Prompt A: Identify every line in the records below that contains the word "green", and copy each of those lines in full.

Text section:
= = = = =
Like with a lot of big financial decisions, there are some costs to refinancing that you’ll want to consider before switching loans.

Refinancing fees can put a lot of homeowners off from switching loans. That’s why we’re going to break down the different cost considerations you should think about before applying.

What are the costs from the outgoing lender?

Discharge costs

Your outgoing lender is likely to charge you a discharge cost. This is a fee that you’ll pay if you’re switching from one lender to another. It also covers the costs of getting any documentation sorted out to help with the switch.

Break costs

If you’re on a fixed loan and want to end it early (or refinance it) then you are likely to incur a break cost. There’s no set amount for your break cost – the final fee amount will depend on any losses your current lender might have because of your early exit.

What are the costs from the incoming lender?

Loan application fee

Your new lender will charge you an application fee. This is a one-off fee that you’ll pay so the lender you’re refinancing to can set up your new home loan. These fees can vary from lender to lender, so it’s a good idea to contact your new bank or lender to see how much this might cost when refinancing.

Title search fee

If your new lender needs to look up the title of your property, you might have to pay a title search fee for this service. This helps the lender find information about your property so they can work out how much to lend you.

Lenders Mortgage Insurance (LMI)
= = = = =
Prompt B: In the refinancing costs text above, what does the final amount of a break cost depend on?
= = = = =
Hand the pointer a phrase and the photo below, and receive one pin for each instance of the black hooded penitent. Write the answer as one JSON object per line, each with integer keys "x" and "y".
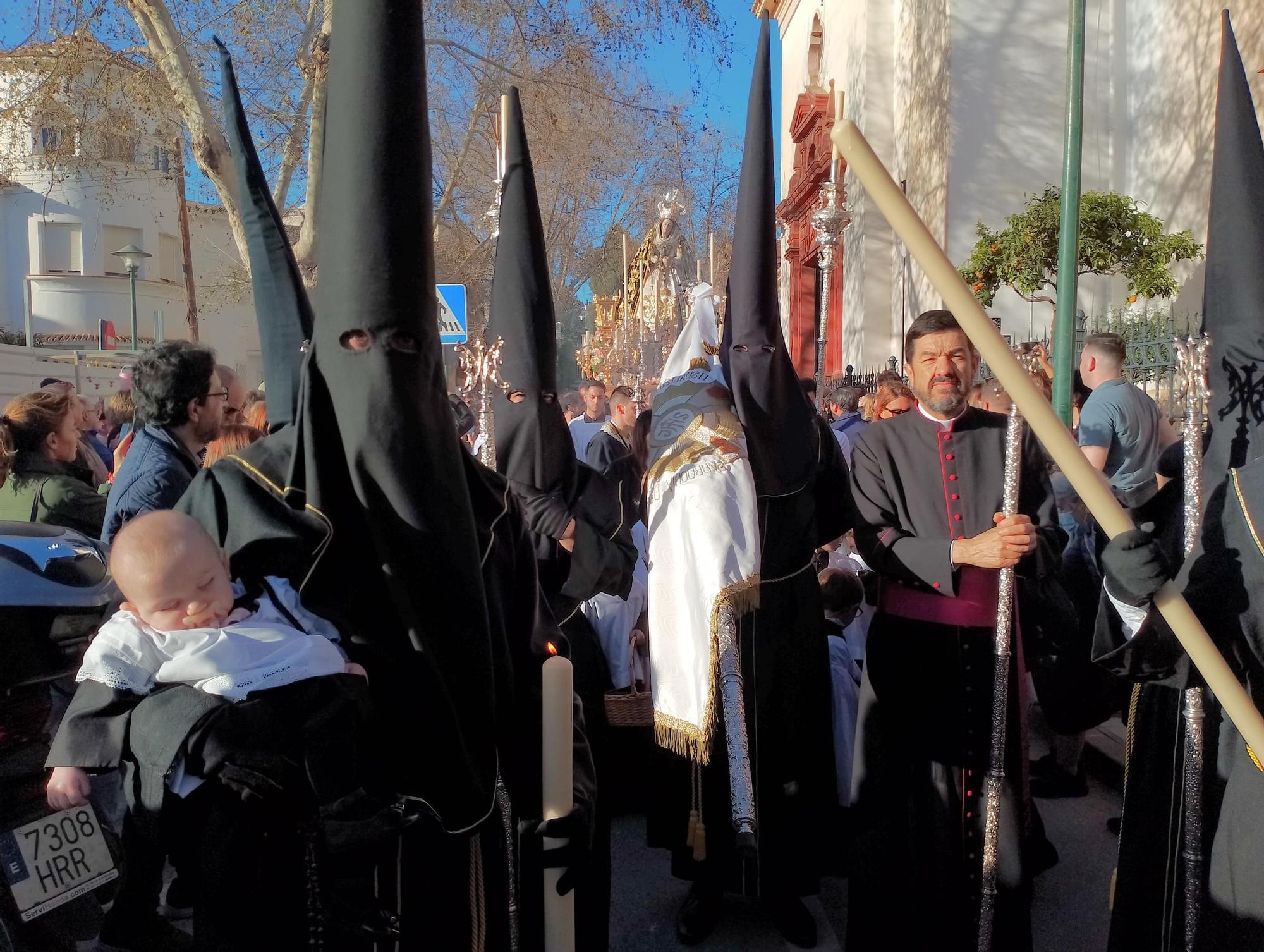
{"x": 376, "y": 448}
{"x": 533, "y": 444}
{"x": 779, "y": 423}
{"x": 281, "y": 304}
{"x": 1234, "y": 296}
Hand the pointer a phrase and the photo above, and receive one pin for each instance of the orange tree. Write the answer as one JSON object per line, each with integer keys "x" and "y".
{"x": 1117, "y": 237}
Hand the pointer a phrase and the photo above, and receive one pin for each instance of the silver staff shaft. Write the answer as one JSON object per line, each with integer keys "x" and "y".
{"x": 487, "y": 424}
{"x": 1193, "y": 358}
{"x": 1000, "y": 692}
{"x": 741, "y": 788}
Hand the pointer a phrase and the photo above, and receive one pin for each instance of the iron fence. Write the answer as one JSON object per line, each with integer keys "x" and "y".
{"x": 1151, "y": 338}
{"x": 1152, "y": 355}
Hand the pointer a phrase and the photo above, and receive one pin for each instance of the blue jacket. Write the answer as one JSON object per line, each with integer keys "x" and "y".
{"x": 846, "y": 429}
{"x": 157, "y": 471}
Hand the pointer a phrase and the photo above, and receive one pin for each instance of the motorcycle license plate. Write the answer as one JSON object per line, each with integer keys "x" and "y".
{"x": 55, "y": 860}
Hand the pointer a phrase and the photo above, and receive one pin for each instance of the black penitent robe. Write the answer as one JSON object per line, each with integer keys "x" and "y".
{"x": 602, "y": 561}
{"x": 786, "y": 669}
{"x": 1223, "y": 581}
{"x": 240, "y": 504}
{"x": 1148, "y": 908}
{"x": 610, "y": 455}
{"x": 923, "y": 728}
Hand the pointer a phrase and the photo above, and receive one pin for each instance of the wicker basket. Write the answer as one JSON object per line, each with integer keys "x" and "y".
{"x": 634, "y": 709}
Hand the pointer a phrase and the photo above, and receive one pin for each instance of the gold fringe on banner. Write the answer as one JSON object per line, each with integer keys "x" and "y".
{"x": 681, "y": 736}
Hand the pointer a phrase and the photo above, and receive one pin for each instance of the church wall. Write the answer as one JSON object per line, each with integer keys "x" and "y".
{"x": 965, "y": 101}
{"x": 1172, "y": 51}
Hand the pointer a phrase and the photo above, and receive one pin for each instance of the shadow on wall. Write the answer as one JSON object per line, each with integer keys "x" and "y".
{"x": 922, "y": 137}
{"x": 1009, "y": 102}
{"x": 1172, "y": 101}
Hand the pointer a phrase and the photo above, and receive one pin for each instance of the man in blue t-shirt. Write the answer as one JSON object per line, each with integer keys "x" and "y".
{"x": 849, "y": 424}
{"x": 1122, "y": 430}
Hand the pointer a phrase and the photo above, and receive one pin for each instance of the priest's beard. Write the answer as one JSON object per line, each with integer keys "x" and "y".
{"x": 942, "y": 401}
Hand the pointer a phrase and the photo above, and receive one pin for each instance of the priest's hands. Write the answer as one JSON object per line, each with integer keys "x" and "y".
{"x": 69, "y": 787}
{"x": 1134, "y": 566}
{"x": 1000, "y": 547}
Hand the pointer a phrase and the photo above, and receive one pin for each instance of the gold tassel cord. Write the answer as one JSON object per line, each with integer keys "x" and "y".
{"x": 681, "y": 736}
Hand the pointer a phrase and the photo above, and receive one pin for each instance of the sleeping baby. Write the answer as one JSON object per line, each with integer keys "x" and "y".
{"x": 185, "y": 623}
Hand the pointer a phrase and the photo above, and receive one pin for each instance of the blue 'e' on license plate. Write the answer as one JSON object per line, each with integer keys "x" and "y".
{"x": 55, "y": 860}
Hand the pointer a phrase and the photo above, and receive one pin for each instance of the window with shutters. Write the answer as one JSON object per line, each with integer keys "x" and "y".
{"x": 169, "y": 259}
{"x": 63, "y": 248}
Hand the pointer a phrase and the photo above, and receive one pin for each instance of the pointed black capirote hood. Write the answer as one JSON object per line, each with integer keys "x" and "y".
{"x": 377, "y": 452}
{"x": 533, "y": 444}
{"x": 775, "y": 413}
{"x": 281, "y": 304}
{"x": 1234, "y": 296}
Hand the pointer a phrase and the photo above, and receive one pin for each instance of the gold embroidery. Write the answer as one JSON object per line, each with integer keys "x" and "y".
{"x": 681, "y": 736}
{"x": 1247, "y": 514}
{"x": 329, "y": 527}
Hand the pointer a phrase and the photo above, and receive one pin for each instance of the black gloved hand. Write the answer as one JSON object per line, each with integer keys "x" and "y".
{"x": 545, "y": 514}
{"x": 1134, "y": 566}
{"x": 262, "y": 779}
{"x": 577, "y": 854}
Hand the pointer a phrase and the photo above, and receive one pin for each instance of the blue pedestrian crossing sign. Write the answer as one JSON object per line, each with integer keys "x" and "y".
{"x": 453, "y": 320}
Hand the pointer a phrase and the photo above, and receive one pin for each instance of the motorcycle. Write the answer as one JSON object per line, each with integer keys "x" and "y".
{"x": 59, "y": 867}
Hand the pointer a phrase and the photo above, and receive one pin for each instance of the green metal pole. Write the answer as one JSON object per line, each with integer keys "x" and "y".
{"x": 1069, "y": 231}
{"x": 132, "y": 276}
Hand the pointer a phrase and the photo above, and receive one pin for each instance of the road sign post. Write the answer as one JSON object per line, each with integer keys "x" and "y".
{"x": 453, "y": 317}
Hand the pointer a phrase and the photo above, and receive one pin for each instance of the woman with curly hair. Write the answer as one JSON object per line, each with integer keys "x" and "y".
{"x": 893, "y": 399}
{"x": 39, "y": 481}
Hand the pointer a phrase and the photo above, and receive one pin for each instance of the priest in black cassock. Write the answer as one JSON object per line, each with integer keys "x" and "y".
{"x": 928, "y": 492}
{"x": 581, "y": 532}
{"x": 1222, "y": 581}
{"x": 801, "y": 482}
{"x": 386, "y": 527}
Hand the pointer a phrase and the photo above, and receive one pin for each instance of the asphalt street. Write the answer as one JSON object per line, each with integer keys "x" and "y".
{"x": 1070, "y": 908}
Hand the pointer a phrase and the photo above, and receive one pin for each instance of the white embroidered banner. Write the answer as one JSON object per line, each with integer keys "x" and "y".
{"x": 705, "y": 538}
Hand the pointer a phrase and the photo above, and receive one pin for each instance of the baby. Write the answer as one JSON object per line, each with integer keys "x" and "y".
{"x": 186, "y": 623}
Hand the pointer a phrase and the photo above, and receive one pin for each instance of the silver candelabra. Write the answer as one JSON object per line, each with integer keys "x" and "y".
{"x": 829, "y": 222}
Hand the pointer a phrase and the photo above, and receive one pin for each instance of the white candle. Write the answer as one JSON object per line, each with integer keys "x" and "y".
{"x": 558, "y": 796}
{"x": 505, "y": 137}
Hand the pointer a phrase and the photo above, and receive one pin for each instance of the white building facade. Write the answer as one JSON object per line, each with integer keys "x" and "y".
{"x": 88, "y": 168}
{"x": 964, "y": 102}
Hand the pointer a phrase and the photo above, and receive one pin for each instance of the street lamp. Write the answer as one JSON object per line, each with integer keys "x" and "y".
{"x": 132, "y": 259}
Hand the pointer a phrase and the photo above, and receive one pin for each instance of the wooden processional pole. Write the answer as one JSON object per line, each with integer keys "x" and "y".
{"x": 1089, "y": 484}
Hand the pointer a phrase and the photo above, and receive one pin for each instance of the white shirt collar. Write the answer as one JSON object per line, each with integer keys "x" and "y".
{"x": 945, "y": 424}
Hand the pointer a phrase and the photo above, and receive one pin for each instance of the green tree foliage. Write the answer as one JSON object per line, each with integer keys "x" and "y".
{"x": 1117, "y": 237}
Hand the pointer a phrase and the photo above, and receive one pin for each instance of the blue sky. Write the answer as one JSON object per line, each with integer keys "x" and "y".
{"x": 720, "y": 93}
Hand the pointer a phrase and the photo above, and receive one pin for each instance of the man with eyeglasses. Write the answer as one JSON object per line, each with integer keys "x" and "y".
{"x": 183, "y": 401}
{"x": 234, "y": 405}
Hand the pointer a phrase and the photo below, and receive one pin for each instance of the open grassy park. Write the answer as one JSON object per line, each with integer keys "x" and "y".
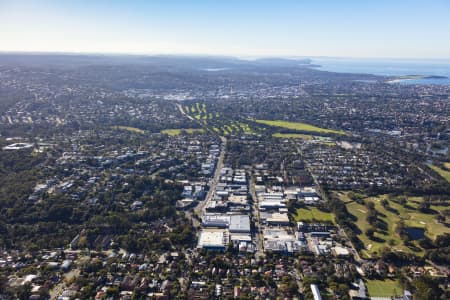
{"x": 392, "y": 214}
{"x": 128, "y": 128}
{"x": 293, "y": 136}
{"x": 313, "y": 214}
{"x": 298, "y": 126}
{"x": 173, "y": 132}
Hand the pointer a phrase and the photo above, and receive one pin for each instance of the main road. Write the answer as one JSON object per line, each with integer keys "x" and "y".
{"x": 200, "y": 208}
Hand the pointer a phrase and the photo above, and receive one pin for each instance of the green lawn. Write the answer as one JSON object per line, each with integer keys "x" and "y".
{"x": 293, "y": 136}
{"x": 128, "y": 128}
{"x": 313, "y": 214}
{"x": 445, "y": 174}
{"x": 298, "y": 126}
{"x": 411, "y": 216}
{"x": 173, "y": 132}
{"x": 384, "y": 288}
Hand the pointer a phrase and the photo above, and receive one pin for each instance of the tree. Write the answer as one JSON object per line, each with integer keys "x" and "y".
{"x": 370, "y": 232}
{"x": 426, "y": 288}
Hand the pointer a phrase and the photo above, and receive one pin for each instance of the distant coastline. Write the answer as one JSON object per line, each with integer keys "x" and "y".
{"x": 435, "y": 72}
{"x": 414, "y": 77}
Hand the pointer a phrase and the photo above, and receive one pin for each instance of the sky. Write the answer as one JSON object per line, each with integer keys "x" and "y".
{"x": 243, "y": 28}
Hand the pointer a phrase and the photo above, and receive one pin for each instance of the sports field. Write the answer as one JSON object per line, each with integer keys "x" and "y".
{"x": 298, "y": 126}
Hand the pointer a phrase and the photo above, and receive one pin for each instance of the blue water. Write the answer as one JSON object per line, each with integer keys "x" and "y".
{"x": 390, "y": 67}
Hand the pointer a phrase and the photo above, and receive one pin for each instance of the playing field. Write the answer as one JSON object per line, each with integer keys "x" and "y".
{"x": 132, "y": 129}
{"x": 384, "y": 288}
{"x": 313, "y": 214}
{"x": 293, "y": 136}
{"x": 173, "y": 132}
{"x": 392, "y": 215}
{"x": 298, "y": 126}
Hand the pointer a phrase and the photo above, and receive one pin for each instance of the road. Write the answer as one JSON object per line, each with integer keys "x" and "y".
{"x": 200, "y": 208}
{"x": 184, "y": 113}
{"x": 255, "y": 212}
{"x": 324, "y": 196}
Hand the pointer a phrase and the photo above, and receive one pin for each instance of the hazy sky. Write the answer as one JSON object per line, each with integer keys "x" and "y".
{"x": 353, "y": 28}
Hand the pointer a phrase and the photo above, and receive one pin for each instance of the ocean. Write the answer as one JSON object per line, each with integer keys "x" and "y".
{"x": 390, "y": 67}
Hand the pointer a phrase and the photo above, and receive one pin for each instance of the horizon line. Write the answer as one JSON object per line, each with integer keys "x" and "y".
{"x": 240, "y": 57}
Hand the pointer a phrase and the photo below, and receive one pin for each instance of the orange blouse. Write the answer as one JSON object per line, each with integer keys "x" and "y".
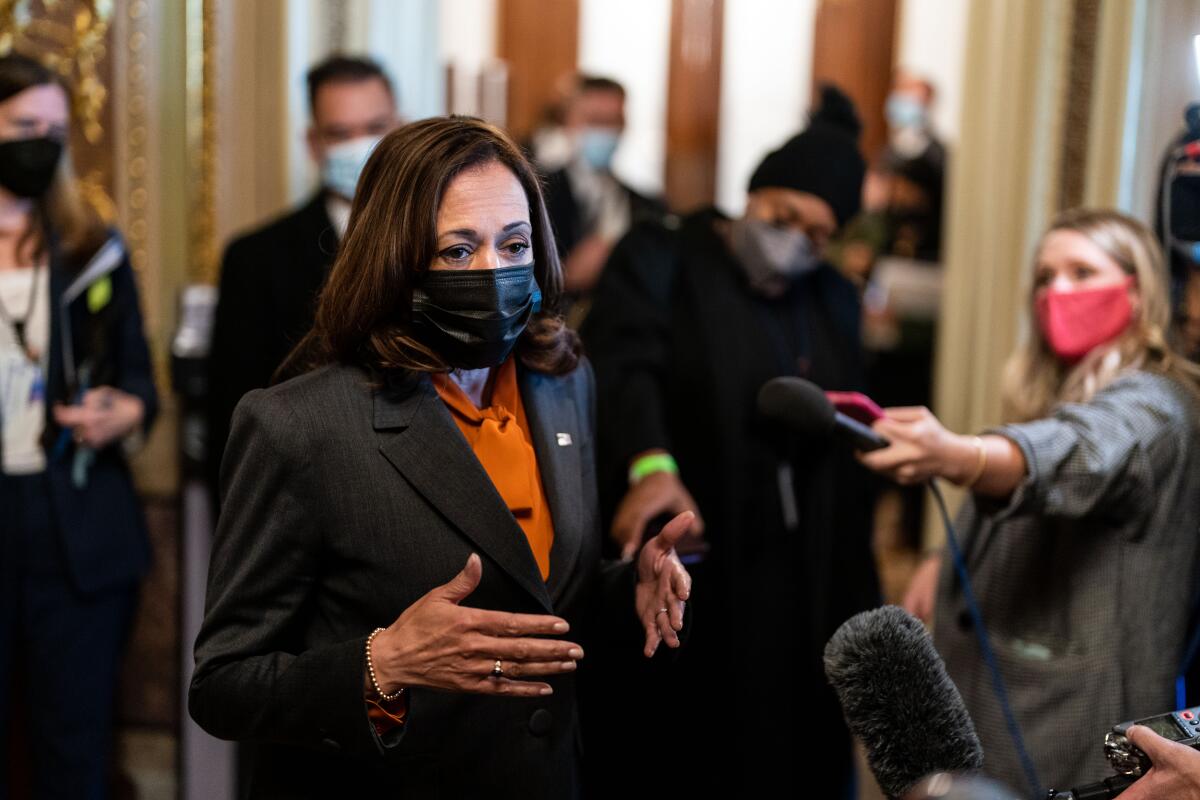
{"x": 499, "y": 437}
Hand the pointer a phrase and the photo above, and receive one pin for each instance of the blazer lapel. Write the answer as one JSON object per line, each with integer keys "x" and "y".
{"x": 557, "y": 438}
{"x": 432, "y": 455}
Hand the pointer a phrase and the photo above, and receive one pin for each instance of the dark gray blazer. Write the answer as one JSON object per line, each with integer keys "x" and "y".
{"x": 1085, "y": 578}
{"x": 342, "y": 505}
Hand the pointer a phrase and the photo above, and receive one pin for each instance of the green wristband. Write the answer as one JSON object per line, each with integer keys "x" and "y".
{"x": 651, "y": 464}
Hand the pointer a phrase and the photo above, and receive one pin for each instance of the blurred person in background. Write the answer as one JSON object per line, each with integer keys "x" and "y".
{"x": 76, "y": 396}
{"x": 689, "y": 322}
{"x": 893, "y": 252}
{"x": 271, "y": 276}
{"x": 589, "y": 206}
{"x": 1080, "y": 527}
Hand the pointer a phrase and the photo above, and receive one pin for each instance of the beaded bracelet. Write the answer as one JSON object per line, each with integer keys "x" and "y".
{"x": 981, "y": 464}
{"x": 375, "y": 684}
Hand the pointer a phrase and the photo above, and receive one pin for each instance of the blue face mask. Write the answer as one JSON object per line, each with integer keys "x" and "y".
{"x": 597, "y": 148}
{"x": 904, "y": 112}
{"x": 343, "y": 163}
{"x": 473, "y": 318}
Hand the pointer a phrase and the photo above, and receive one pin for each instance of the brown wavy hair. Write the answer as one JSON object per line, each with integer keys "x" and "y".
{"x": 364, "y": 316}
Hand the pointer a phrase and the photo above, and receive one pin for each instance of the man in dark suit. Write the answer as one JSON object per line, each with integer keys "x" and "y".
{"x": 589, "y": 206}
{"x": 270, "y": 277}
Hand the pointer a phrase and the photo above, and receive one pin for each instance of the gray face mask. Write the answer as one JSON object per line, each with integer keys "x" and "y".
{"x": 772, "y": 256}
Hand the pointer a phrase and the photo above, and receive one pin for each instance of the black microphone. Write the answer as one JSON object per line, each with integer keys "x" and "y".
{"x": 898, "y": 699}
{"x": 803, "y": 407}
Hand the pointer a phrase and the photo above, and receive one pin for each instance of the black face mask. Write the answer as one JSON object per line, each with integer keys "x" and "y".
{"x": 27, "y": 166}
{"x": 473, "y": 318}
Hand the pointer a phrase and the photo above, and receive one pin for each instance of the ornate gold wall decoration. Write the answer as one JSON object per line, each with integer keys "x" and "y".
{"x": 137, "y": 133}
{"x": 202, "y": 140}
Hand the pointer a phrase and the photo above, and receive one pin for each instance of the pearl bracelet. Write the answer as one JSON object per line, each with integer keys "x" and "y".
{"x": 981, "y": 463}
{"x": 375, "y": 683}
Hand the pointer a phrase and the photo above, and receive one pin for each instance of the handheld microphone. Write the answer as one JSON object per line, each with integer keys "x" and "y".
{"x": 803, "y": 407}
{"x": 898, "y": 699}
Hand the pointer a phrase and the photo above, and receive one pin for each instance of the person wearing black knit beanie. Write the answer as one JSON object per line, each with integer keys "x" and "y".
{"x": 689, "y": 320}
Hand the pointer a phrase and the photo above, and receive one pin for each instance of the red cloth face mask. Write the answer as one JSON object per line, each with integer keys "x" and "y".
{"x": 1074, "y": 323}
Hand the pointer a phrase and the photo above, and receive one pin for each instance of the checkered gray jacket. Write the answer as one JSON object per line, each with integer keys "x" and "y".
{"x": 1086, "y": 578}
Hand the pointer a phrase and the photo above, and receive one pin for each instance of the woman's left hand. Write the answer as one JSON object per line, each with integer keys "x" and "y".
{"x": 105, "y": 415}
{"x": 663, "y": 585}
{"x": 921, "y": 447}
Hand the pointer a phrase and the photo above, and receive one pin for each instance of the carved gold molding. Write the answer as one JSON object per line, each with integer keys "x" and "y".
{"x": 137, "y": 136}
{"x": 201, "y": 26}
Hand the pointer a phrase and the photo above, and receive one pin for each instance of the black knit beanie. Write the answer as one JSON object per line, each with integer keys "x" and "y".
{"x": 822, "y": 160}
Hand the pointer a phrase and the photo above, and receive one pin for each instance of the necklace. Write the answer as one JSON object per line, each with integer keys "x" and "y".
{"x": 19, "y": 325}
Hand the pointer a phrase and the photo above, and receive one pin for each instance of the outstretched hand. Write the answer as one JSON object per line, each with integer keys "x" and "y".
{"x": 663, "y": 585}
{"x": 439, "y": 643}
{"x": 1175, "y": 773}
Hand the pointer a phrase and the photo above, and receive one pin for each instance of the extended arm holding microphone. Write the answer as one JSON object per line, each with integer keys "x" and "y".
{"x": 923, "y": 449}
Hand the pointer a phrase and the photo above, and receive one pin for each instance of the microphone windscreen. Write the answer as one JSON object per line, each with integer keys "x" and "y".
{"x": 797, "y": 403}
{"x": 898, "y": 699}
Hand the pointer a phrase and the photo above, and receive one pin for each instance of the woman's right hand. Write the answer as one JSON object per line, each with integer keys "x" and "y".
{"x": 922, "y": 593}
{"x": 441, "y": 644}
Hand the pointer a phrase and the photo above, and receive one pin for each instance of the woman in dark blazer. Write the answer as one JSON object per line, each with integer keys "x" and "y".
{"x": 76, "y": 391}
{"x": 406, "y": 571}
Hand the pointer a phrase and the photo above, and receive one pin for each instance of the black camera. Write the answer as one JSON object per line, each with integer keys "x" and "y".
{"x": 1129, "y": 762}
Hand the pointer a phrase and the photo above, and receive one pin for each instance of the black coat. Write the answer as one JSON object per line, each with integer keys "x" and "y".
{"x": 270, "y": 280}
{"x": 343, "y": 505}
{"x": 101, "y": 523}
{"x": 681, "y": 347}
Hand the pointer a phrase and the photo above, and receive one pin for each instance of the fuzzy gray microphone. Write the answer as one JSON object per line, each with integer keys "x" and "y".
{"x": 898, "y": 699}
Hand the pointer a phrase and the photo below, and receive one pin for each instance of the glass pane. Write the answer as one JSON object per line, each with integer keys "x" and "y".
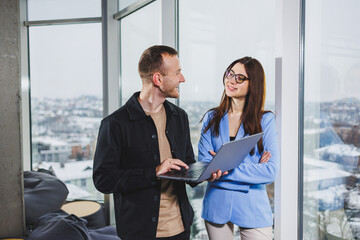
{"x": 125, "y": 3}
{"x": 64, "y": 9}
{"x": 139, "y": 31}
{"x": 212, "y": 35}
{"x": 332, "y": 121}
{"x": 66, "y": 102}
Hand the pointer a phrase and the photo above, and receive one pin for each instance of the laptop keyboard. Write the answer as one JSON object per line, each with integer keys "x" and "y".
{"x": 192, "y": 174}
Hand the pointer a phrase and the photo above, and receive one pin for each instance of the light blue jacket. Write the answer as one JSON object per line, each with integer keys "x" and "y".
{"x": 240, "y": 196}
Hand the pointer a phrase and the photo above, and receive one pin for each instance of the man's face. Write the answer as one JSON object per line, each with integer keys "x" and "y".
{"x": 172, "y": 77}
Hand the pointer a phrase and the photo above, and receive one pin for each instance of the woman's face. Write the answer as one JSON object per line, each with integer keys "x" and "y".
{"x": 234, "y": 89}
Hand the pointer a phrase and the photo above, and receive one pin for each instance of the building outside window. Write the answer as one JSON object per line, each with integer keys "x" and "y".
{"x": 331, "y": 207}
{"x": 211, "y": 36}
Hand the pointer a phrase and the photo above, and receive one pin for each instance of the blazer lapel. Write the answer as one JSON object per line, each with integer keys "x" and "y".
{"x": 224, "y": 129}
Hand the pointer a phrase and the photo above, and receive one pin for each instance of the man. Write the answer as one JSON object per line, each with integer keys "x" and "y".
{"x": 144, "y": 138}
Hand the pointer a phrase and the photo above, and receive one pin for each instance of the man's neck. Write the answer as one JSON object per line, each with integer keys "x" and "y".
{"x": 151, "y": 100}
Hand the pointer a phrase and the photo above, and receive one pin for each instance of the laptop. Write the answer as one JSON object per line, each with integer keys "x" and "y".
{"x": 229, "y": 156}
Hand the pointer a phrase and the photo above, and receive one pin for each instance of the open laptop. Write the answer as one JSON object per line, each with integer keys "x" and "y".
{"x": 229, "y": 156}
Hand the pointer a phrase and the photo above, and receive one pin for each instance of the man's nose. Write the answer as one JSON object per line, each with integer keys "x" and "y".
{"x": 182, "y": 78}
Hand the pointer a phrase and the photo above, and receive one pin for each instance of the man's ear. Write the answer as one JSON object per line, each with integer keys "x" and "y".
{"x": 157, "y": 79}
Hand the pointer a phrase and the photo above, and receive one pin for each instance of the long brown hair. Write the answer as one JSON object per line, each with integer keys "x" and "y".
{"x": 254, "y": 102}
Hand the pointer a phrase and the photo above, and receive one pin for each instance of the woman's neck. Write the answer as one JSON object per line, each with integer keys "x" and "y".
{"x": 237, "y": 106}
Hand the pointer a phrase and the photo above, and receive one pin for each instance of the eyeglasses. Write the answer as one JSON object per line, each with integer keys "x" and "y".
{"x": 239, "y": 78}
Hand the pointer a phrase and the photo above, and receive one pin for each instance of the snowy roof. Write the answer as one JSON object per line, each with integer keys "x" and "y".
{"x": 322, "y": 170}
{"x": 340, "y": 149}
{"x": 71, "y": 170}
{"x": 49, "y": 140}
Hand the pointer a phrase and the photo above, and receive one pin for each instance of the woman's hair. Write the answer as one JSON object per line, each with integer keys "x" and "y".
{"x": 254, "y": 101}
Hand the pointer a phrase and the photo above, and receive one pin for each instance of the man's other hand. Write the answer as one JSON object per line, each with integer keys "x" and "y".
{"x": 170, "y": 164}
= = = = =
Worked solution A:
Hand the pointer a phrase and the photo above, and receive one pin for each instance of the green metal pole. Write the answer as one JSON object per line, each with integer keys "x" and "y".
Hand the pointer a phrase and the photo above, and receive one pin for each instance of the green tree foliage. Write the answer as one JSON object per line, each with integer keys "x" and "y".
Hand the pointer a phrase and the photo above, and receive one pin for each instance of the green lawn. Write the answer as one JSON object per line, each with integer keys "x" and "y".
Hand the pointer a phrase and the photo above, and receive one pin for each instance of the green wristband. Write the answer as one JSON object per line, each with integer keys "x" and "y".

Worked solution B: It depends on any losses the current lender might have because of the early exit.